- **To do**: In the listing that follows, the lines starting at the one containing "negative clicks: (209, 83) (235, 175)" and ending at the one containing "38L529 138L532 477L634" are to be returned exactly, both boundary lines included, and no others.

- **Data for processing**:

+++++

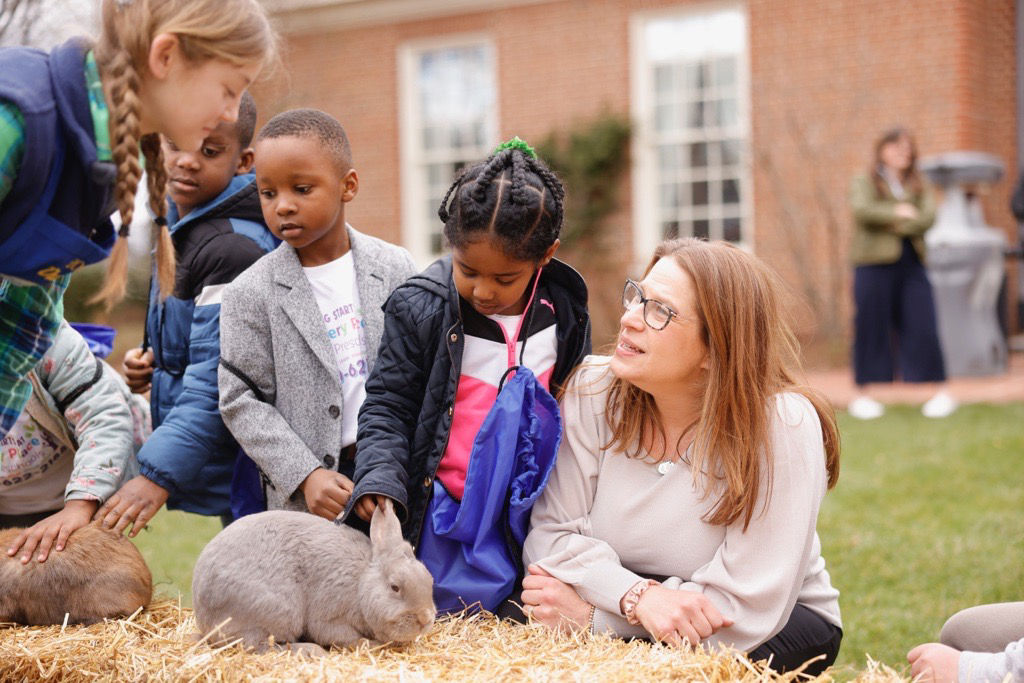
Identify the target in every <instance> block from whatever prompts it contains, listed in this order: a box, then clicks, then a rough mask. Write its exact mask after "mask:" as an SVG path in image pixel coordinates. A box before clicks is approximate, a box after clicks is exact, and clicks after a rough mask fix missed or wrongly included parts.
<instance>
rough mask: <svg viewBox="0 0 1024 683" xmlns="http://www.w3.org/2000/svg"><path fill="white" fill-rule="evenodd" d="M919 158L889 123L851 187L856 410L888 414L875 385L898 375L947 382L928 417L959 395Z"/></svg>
mask: <svg viewBox="0 0 1024 683" xmlns="http://www.w3.org/2000/svg"><path fill="white" fill-rule="evenodd" d="M916 159H918V152H916V147H915V145H914V142H913V137H912V136H911V135H910V133H909V132H908V131H907V130H905V129H903V128H893V129H891V130H889V131H886V132H885V133H884V134H883V135H882V137H881V138H879V141H878V142H877V143H876V145H874V161H873V163H872V165H871V168H870V170H869V172H868V173H865V174H861V175H858V176H857V177H855V178H854V179H853V183H852V185H851V188H850V206H851V209H852V212H853V219H854V231H853V242H852V244H851V246H850V255H851V258H852V260H853V264H854V278H853V294H854V303H855V308H856V312H855V317H854V342H853V369H854V381H855V382H856V384H857V388H858V395H857V396H856V397H855V398H854V399H853V400H852V401H851V402H850V404H849V407H848V410H849V411H850V415H852V416H853V417H855V418H860V419H865V420H867V419H872V418H878V417H881V416H882V415H883V413H885V407H884V405H883V404H882V403H881V402H879V401H878V400H877V399H876V398H873V397H872V396H871V395H870V394H869V388H868V385H870V384H874V383H882V382H892V381H893V380H895V379H896V378H897V377H898V378H899V379H901V380H902V381H904V382H934V383H939V386H938V388H937V392H936V394H935V395H934V396H933V397H932V398H931V399H929V400H928V402H926V403H925V404H924V407H922V413H924V415H925V416H926V417H932V418H941V417H946V416H947V415H949V414H951V413H952V412H953V411H954V410H956V401H955V399H954V398H953V397H952V396H951V395H950V394H949V393H948V392H947V391H946V390H945V389H944V388H943V387H942V386H941V383H943V382H945V379H946V373H945V365H944V361H943V357H942V349H941V347H940V345H939V335H938V325H937V323H936V317H935V302H934V299H933V295H932V286H931V283H930V282H929V280H928V273H927V272H926V271H925V265H924V263H925V255H926V254H925V239H924V234H925V232H926V231H927V230H928V229H929V228H930V227H931V226H932V223H934V222H935V198H934V196H933V194H932V191H931V190H930V189H929V188H928V187H927V186H926V185H925V183H924V182H923V180H922V178H921V174H920V173H919V172H918V168H916Z"/></svg>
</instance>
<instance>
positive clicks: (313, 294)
mask: <svg viewBox="0 0 1024 683" xmlns="http://www.w3.org/2000/svg"><path fill="white" fill-rule="evenodd" d="M302 270H303V271H304V272H305V273H306V278H307V279H308V280H309V285H310V287H312V290H313V295H314V296H315V297H316V304H317V305H318V306H319V309H321V315H322V319H323V321H324V327H325V329H326V333H327V336H328V340H329V341H330V342H331V346H332V348H334V355H335V359H336V360H337V361H338V378H339V379H340V380H341V393H342V398H343V399H344V407H343V410H342V416H341V421H342V422H341V444H342V445H343V446H344V445H348V444H350V443H355V432H356V418H357V417H358V413H359V407H360V405H361V404H362V401H364V399H365V398H366V397H367V389H366V385H367V376H368V375H369V374H370V368H369V365H370V364H369V361H368V360H367V342H366V334H365V331H364V329H362V328H364V325H365V323H364V319H362V307H361V306H360V304H359V291H358V289H357V288H356V286H355V263H354V261H353V260H352V252H351V251H349V252H348V253H347V254H345V255H344V256H342V257H341V258H338V259H335V260H334V261H331V262H330V263H325V264H324V265H316V266H313V267H310V268H302Z"/></svg>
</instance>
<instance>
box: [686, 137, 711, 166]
mask: <svg viewBox="0 0 1024 683" xmlns="http://www.w3.org/2000/svg"><path fill="white" fill-rule="evenodd" d="M707 165H708V144H707V143H706V142H694V143H693V144H691V145H690V166H695V167H703V166H707Z"/></svg>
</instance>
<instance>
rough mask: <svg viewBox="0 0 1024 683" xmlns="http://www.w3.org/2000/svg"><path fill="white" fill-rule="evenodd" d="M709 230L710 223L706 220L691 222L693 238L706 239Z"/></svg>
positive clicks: (710, 226)
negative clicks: (691, 223) (692, 226)
mask: <svg viewBox="0 0 1024 683" xmlns="http://www.w3.org/2000/svg"><path fill="white" fill-rule="evenodd" d="M710 228H711V222H710V221H708V220H707V219H701V220H695V221H693V237H695V238H705V239H707V238H708V234H709V230H710Z"/></svg>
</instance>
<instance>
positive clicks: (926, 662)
mask: <svg viewBox="0 0 1024 683" xmlns="http://www.w3.org/2000/svg"><path fill="white" fill-rule="evenodd" d="M959 655H961V652H959V650H956V649H953V648H952V647H949V646H948V645H941V644H939V643H925V644H924V645H918V646H916V647H915V648H913V649H912V650H910V651H909V652H907V653H906V660H907V661H909V663H910V676H911V677H912V678H913V680H915V681H921V682H922V683H947V682H949V681H955V680H956V677H957V675H958V672H959Z"/></svg>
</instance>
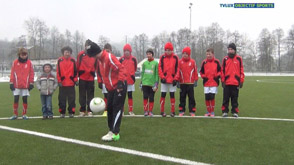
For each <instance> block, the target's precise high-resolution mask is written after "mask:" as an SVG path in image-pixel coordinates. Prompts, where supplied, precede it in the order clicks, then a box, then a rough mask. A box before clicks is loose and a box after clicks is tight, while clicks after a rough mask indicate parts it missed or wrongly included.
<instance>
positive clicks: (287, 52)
mask: <svg viewBox="0 0 294 165" xmlns="http://www.w3.org/2000/svg"><path fill="white" fill-rule="evenodd" d="M286 43H287V55H288V56H289V59H288V64H287V66H288V68H289V70H291V71H292V70H294V25H292V27H291V29H290V30H289V32H288V36H287V39H286Z"/></svg>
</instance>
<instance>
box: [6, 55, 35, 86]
mask: <svg viewBox="0 0 294 165" xmlns="http://www.w3.org/2000/svg"><path fill="white" fill-rule="evenodd" d="M10 83H13V85H14V88H18V89H28V88H29V86H30V84H33V83H34V69H33V65H32V62H31V61H30V60H27V61H26V62H24V63H22V62H19V61H18V59H16V60H14V61H13V63H12V67H11V73H10Z"/></svg>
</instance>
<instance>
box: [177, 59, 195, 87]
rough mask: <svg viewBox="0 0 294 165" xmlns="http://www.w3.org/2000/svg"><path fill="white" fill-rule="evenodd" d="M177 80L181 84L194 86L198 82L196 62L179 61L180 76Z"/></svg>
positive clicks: (179, 74)
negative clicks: (187, 84) (194, 84)
mask: <svg viewBox="0 0 294 165" xmlns="http://www.w3.org/2000/svg"><path fill="white" fill-rule="evenodd" d="M177 80H178V81H179V82H180V83H181V84H193V83H194V82H195V81H197V80H198V72H197V65H196V62H195V60H193V59H191V58H189V59H188V60H186V59H184V58H182V59H180V61H179V74H178V76H177Z"/></svg>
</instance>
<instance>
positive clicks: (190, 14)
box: [189, 3, 193, 31]
mask: <svg viewBox="0 0 294 165" xmlns="http://www.w3.org/2000/svg"><path fill="white" fill-rule="evenodd" d="M192 5H193V3H190V6H189V9H190V31H191V30H192V29H191V26H192V25H191V23H192Z"/></svg>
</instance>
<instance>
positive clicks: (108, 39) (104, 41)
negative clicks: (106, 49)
mask: <svg viewBox="0 0 294 165" xmlns="http://www.w3.org/2000/svg"><path fill="white" fill-rule="evenodd" d="M109 42H110V39H109V38H107V37H105V36H103V35H100V36H99V38H98V45H99V46H100V47H101V48H103V47H104V45H105V44H106V43H109Z"/></svg>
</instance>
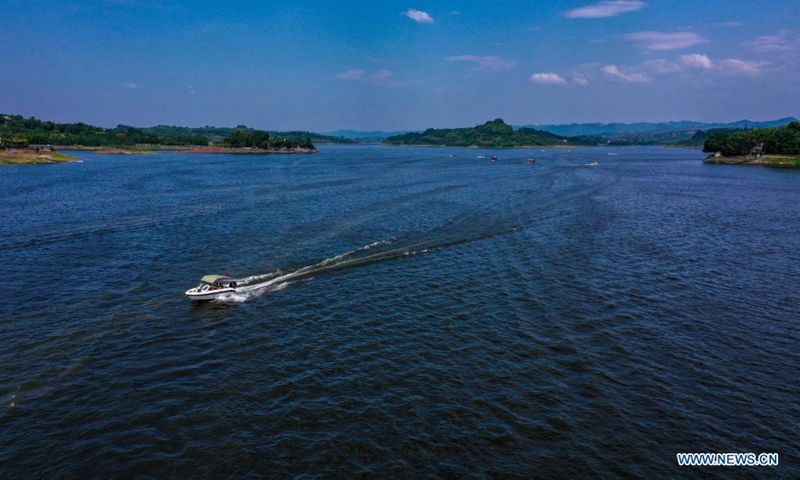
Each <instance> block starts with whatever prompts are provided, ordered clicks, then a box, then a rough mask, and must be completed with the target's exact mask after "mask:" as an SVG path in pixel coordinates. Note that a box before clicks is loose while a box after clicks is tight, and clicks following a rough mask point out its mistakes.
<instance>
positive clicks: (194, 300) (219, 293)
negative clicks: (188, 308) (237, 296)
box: [186, 288, 236, 302]
mask: <svg viewBox="0 0 800 480" xmlns="http://www.w3.org/2000/svg"><path fill="white" fill-rule="evenodd" d="M192 290H194V289H192ZM192 290H188V291H187V292H186V296H187V297H188V298H189V300H193V301H195V302H208V301H210V300H216V299H218V298H220V297H225V296H227V295H229V294H231V293H236V289H235V288H222V289H220V290H214V291H206V292H193V291H192Z"/></svg>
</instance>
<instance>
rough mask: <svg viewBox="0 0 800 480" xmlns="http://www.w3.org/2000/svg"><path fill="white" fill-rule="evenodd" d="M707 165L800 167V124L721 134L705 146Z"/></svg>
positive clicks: (703, 145) (706, 143)
mask: <svg viewBox="0 0 800 480" xmlns="http://www.w3.org/2000/svg"><path fill="white" fill-rule="evenodd" d="M703 151H704V152H707V153H711V155H709V156H708V158H706V160H705V161H706V163H727V164H744V165H765V166H771V167H792V168H800V122H796V121H795V122H792V123H790V124H789V125H786V126H784V127H777V128H758V129H753V130H735V131H717V132H713V133H711V134H710V135H709V136H708V138H706V140H705V143H704V144H703Z"/></svg>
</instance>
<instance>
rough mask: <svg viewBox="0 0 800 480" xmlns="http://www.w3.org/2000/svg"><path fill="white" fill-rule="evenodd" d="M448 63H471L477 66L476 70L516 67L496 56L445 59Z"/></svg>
mask: <svg viewBox="0 0 800 480" xmlns="http://www.w3.org/2000/svg"><path fill="white" fill-rule="evenodd" d="M445 60H447V61H448V62H472V63H474V64H475V65H477V66H476V67H475V68H476V69H477V70H492V71H498V70H510V69H512V68H514V67H516V66H517V62H516V61H514V60H511V59H508V58H503V57H500V56H497V55H485V56H477V55H456V56H453V57H447V58H445Z"/></svg>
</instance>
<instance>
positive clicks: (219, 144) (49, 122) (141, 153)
mask: <svg viewBox="0 0 800 480" xmlns="http://www.w3.org/2000/svg"><path fill="white" fill-rule="evenodd" d="M312 138H314V139H317V140H320V141H321V143H354V141H353V140H349V139H344V138H341V137H330V136H325V135H319V134H314V133H311V132H305V131H292V132H267V131H264V130H256V129H252V128H249V127H247V126H245V125H239V126H237V127H235V128H228V127H201V128H189V127H167V126H157V127H148V128H137V127H131V126H128V125H118V126H117V127H115V128H102V127H97V126H93V125H88V124H85V123H56V122H50V121H45V120H39V119H36V118H34V117H30V118H25V117H23V116H21V115H3V114H0V152H1V153H0V163H53V162H58V161H68V160H71V159H74V158H75V157H70V156H68V155H64V154H60V153H58V152H56V150H82V149H91V150H97V151H98V152H100V153H105V154H134V153H135V154H146V153H154V152H156V151H158V150H177V151H181V150H191V151H193V152H196V153H246V154H269V153H315V152H317V149H316V147H315V146H314V143H313V140H312Z"/></svg>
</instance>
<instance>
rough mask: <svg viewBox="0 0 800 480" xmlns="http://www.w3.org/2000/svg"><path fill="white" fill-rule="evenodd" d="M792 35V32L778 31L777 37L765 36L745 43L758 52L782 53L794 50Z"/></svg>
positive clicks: (790, 30)
mask: <svg viewBox="0 0 800 480" xmlns="http://www.w3.org/2000/svg"><path fill="white" fill-rule="evenodd" d="M790 33H791V30H778V34H777V35H765V36H763V37H758V38H756V39H755V40H753V41H751V42H747V43H745V46H746V47H747V48H749V49H750V50H754V51H756V52H780V51H787V50H792V45H791V43H790V41H789V34H790Z"/></svg>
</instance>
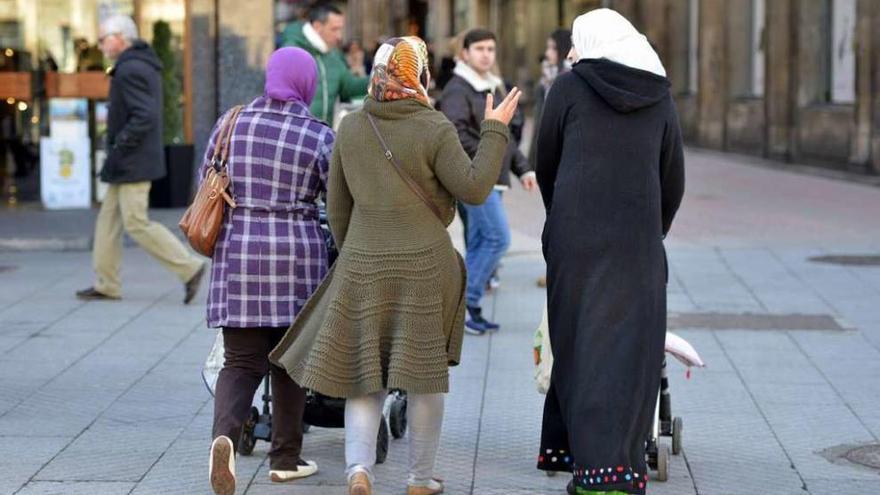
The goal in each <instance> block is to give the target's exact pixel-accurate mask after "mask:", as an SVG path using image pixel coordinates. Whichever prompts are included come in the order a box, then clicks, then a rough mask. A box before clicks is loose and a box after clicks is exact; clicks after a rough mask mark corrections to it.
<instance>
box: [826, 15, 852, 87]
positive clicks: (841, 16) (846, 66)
mask: <svg viewBox="0 0 880 495" xmlns="http://www.w3.org/2000/svg"><path fill="white" fill-rule="evenodd" d="M856 3H857V2H856V0H832V1H831V9H830V10H831V16H830V19H829V21H830V24H831V29H830V32H831V38H830V40H829V41H830V44H829V45H830V46H829V47H828V57H829V59H830V61H831V64H830V71H829V74H828V75H829V81H828V86H829V91H828V93H829V95H828V97H829V100H830V101H831V102H832V103H853V102H855V99H856V91H855V76H856V54H855V30H856Z"/></svg>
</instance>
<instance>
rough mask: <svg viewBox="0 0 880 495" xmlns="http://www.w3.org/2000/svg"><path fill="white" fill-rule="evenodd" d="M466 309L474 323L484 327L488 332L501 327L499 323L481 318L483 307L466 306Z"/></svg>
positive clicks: (497, 329) (483, 327) (497, 328)
mask: <svg viewBox="0 0 880 495" xmlns="http://www.w3.org/2000/svg"><path fill="white" fill-rule="evenodd" d="M467 309H468V316H470V320H471V321H473V322H474V323H475V324H477V325H479V326H481V327H483V328H485V329H486V330H488V331H490V332H494V331H495V330H498V329H499V328H501V325H499V324H497V323H493V322H491V321H489V320H487V319H485V318H483V308H480V307H477V306H468V307H467Z"/></svg>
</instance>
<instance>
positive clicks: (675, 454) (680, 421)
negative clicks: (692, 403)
mask: <svg viewBox="0 0 880 495" xmlns="http://www.w3.org/2000/svg"><path fill="white" fill-rule="evenodd" d="M666 353H667V354H670V355H672V356H673V357H675V358H676V359H677V360H679V361H681V363H682V364H684V365H685V366H687V368H688V371H687V373H688V377H690V368H691V367H692V366H696V367H698V368H703V367H705V366H706V365H705V364H704V363H703V360H702V359H700V356H699V354H697V351H696V350H695V349H694V348H693V346H691V345H690V344H689V343H688V341H686V340H684V339H683V338H681V337H679V336H678V335H675V334H674V333H672V332H666ZM671 402H672V401H671V397H670V394H669V378H668V377H667V374H666V360H665V359H664V360H663V366H662V367H661V368H660V394H659V396H658V399H657V407H656V413H655V415H654V424H653V427H652V428H651V433H650V434H649V435H648V439H647V442H646V449H645V452H646V455H647V458H648V459H647V461H648V467H649V468H650V469H653V470H655V471H656V472H657V478H656V479H657V481H666V480H667V479H669V455H670V449H669V447H668V446H666V445H660V442H659V439H660V437H661V436H663V437H672V455H678V454H680V453H681V444H682V430H683V427H684V421H683V420H682V419H681V417H680V416H675V417H673V416H672V403H671Z"/></svg>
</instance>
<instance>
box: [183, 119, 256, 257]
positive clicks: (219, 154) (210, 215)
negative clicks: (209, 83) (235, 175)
mask: <svg viewBox="0 0 880 495" xmlns="http://www.w3.org/2000/svg"><path fill="white" fill-rule="evenodd" d="M241 108H242V107H241V105H239V106H236V107H234V108H233V109H232V110H231V111H230V112H229V114H228V116H227V117H226V118H225V119H224V120H223V125H222V126H221V127H220V132H219V133H218V134H217V141H216V142H215V143H214V151H213V153H211V158H209V161H210V163H209V165H208V170H207V172H205V178H204V180H203V181H202V184H201V185H200V186H199V190H198V192H197V193H196V197H195V199H193V202H192V204H191V205H190V206H189V208H187V210H186V213H184V214H183V217H182V218H181V219H180V223H178V226H179V227H180V230H182V231H183V234H184V235H185V236H186V238H187V240H189V245H190V246H192V248H193V249H194V250H195V251H196V252H197V253H199V254H202V255H204V256H208V257H211V256H213V255H214V244H216V243H217V236H218V235H219V234H220V227H221V226H222V225H223V213H224V211H225V207H226V205H227V204H228V205H229V207H230V208H235V200H234V199H232V196H231V195H230V194H229V190H228V189H229V184H230V179H229V175H228V174H227V173H226V163H227V162H228V160H229V141H231V139H232V131H233V129H234V128H235V122H236V120H238V114H239V112H241Z"/></svg>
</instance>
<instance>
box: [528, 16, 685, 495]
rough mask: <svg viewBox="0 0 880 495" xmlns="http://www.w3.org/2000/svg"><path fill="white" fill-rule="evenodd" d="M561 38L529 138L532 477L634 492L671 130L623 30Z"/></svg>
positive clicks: (643, 36)
mask: <svg viewBox="0 0 880 495" xmlns="http://www.w3.org/2000/svg"><path fill="white" fill-rule="evenodd" d="M573 41H574V51H575V52H576V59H577V60H578V62H577V63H576V64H575V65H574V68H573V69H572V71H571V72H569V73H567V74H563V75H561V76H559V78H558V79H557V80H556V82H555V83H554V84H553V87H552V88H551V90H550V92H549V94H548V95H547V101H546V103H545V105H544V115H543V117H542V119H541V124H540V130H539V133H540V134H539V136H538V150H537V164H538V168H537V174H538V184H539V185H540V188H541V193H542V196H543V200H544V205H545V207H546V211H547V222H546V224H545V226H544V232H543V235H542V242H543V250H544V257H545V259H546V260H547V270H548V272H547V273H548V275H547V282H548V294H547V295H548V314H549V332H550V341H551V344H552V348H553V357H554V363H553V371H552V375H551V379H550V389H549V391H548V393H547V397H546V400H545V403H544V418H543V425H542V435H541V446H540V452H539V457H538V468H539V469H542V470H546V471H570V472H572V473H573V479H572V481H571V483H570V484H569V493H577V494H597V493H601V494H605V495H607V494H609V493H615V494H620V493H629V494H644V493H645V484H646V481H647V466H646V463H645V440H646V438H647V436H648V433H649V431H650V428H651V423H652V417H653V413H654V410H655V409H654V407H655V404H656V401H657V396H658V392H659V387H660V368H661V363H662V361H663V349H664V341H665V336H666V280H667V267H666V255H665V250H664V247H663V239H664V237H665V235H666V234H667V232H669V229H670V227H671V225H672V220H673V218H674V217H675V213H676V211H677V209H678V207H679V204H680V203H681V199H682V196H683V194H684V154H683V150H682V143H681V131H680V128H679V123H678V116H677V113H676V109H675V105H674V103H673V100H672V97H671V95H670V92H669V81H668V80H667V79H666V77H665V76H666V72H665V70H664V69H663V65H662V64H661V63H660V59H659V58H658V57H657V54H656V53H655V52H654V50H653V49H651V47H650V45H648V43H647V40H646V39H645V37H644V36H642V35H641V34H639V32H638V31H636V30H635V28H633V26H632V25H631V24H630V23H629V21H627V20H626V19H625V18H624V17H623V16H621V15H620V14H618V13H617V12H614V11H612V10H609V9H599V10H595V11H591V12H590V13H588V14H585V15H583V16H581V17H579V18H577V19H576V20H575V22H574V29H573ZM609 468H610V469H609Z"/></svg>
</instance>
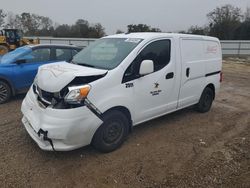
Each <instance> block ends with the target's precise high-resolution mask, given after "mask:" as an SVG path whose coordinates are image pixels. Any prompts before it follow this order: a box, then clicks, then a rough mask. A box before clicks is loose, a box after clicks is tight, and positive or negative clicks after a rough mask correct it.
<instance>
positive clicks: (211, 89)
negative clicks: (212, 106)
mask: <svg viewBox="0 0 250 188" xmlns="http://www.w3.org/2000/svg"><path fill="white" fill-rule="evenodd" d="M213 100H214V92H213V90H212V89H211V88H209V87H206V88H205V89H204V90H203V92H202V94H201V98H200V100H199V103H198V104H196V110H197V111H198V112H201V113H205V112H208V111H209V110H210V108H211V106H212V103H213Z"/></svg>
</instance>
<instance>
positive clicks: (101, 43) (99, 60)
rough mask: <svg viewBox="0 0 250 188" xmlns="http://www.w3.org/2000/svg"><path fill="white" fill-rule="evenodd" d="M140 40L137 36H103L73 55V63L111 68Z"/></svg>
mask: <svg viewBox="0 0 250 188" xmlns="http://www.w3.org/2000/svg"><path fill="white" fill-rule="evenodd" d="M141 41H142V39H138V38H103V39H99V40H97V41H95V42H94V43H92V44H91V45H90V46H88V47H86V48H85V49H83V50H82V51H81V52H79V53H78V54H77V55H75V56H74V58H73V60H72V62H73V63H75V64H79V65H83V66H89V67H95V68H100V69H107V70H111V69H113V68H115V67H117V66H118V65H119V64H120V63H121V62H122V61H123V60H124V59H125V58H126V57H127V56H128V54H129V53H130V52H131V51H132V50H133V49H134V48H135V47H136V46H137V45H138V44H139V43H140V42H141Z"/></svg>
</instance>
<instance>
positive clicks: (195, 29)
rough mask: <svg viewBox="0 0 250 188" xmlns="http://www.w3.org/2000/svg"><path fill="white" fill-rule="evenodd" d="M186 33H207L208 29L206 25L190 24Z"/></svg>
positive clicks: (207, 34) (201, 34) (203, 34)
mask: <svg viewBox="0 0 250 188" xmlns="http://www.w3.org/2000/svg"><path fill="white" fill-rule="evenodd" d="M187 33H189V34H195V35H208V33H209V29H208V28H207V27H199V26H197V25H196V26H191V27H190V28H189V29H188V31H187Z"/></svg>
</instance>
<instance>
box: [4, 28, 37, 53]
mask: <svg viewBox="0 0 250 188" xmlns="http://www.w3.org/2000/svg"><path fill="white" fill-rule="evenodd" d="M39 43H40V41H39V39H38V38H37V39H29V38H24V37H23V34H22V31H21V30H18V29H3V30H0V56H1V55H4V54H6V53H8V52H9V51H12V50H15V49H16V48H18V47H20V46H25V45H29V44H39Z"/></svg>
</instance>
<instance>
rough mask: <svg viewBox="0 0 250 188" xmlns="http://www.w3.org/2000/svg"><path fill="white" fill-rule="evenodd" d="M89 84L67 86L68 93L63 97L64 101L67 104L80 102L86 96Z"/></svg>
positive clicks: (74, 103)
mask: <svg viewBox="0 0 250 188" xmlns="http://www.w3.org/2000/svg"><path fill="white" fill-rule="evenodd" d="M90 89H91V87H90V85H83V86H73V87H68V90H69V92H68V94H67V95H66V96H65V97H64V101H65V102H66V103H68V104H81V103H82V102H83V101H84V99H85V98H86V97H87V96H88V94H89V91H90Z"/></svg>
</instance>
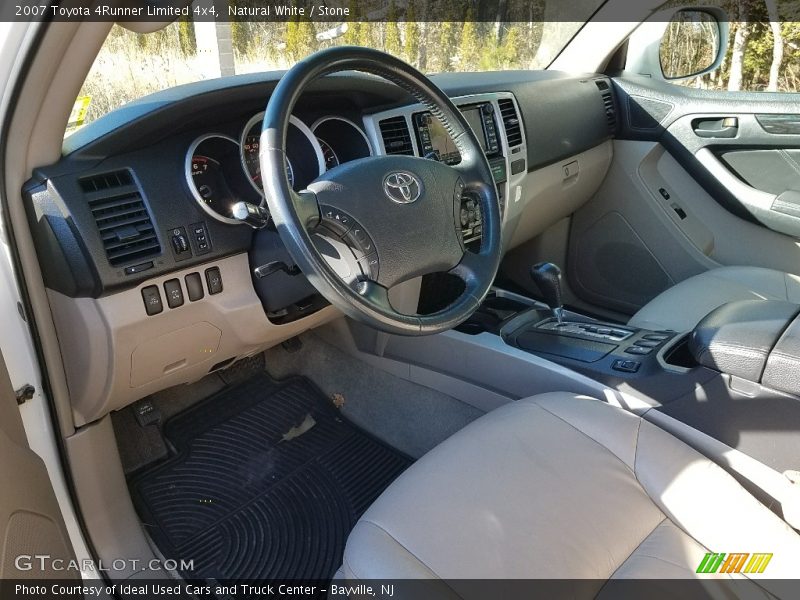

+++++

- **Written solution**:
negative clicks: (209, 83) (235, 175)
mask: <svg viewBox="0 0 880 495" xmlns="http://www.w3.org/2000/svg"><path fill="white" fill-rule="evenodd" d="M241 108H242V107H241V105H239V106H236V107H234V108H233V109H232V110H231V111H230V112H229V114H228V116H227V117H226V118H225V119H224V120H223V125H222V126H221V127H220V132H219V133H218V134H217V141H216V142H215V143H214V151H213V153H211V158H209V161H210V163H209V165H208V170H207V172H205V178H204V180H203V181H202V184H201V185H200V186H199V190H198V192H197V193H196V197H195V199H193V202H192V204H191V205H190V206H189V208H187V210H186V213H184V214H183V217H182V218H181V219H180V223H178V226H179V227H180V230H182V231H183V234H184V235H185V236H186V238H187V240H189V245H190V246H192V248H193V249H194V250H195V251H196V252H197V253H199V254H202V255H204V256H208V257H211V256H213V255H214V244H216V243H217V236H218V235H219V234H220V227H221V226H222V225H223V213H224V211H225V207H226V205H227V204H228V205H229V207H230V208H235V200H234V199H232V196H231V195H230V194H229V190H228V189H229V184H230V179H229V175H228V174H227V173H226V163H227V162H228V160H229V141H231V139H232V131H233V129H234V128H235V122H236V120H238V114H239V112H241Z"/></svg>
</instance>
<instance>
box: [528, 16, 685, 495]
rough mask: <svg viewBox="0 0 880 495" xmlns="http://www.w3.org/2000/svg"><path fill="white" fill-rule="evenodd" d="M561 38L529 138L532 477L634 492L671 130L623 30Z"/></svg>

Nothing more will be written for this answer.